Task directions: Copy the records again, requests included, starting with the line containing "of the rose" and going through the end of the records. Increase every coordinate in the answers by 51.

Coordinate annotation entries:
☆ ☆ ☆
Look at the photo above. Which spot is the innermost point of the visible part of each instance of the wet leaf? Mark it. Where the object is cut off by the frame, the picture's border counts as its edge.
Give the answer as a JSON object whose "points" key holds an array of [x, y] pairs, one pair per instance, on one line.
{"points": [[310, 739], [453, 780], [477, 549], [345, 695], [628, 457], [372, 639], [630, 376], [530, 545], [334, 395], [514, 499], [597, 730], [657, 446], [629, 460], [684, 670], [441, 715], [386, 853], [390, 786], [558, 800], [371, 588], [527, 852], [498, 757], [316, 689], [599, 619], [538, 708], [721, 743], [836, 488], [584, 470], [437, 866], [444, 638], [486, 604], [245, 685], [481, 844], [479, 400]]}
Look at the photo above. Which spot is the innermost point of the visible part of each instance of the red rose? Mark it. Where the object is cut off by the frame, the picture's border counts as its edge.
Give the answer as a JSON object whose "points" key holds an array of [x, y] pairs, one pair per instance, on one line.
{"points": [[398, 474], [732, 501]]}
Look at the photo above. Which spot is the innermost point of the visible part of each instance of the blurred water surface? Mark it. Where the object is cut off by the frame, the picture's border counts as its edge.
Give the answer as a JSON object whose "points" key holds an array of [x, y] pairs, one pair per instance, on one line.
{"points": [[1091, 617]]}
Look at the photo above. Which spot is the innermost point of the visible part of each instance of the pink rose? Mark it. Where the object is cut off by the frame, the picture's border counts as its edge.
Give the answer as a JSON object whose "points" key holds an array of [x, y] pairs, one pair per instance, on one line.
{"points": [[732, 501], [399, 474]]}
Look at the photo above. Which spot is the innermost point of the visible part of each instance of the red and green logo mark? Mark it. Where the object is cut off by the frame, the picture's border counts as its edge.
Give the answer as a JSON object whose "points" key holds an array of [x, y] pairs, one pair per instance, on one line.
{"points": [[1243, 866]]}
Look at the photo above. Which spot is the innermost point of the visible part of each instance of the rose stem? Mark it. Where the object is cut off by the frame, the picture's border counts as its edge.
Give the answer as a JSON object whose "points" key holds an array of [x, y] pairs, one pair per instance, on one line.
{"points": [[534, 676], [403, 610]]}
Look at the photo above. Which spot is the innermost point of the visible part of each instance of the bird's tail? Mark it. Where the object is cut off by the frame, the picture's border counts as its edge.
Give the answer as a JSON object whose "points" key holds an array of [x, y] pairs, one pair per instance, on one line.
☆ ☆ ☆
Result of the task:
Look at the photo above. Which spot is the innermost point of the visible part of each instance of the rose stem? Mark it. Where the object is cut off by the frame, the picture's border counts as its edge.
Give the answer as a JSON object whose "points" key holds an array of [x, y] pairs, one pair per instance, on one line.
{"points": [[585, 727], [454, 661]]}
Look at the photo above. Which spot is the innermost point of the visible part of each instance of the bird's tail? Mark it. Where the object is cut off by the frame, the picture's border counts as its edge.
Give the answer as a JSON object whose "points" key holds an array of [x, y] pairs, one pair per instance, on one line.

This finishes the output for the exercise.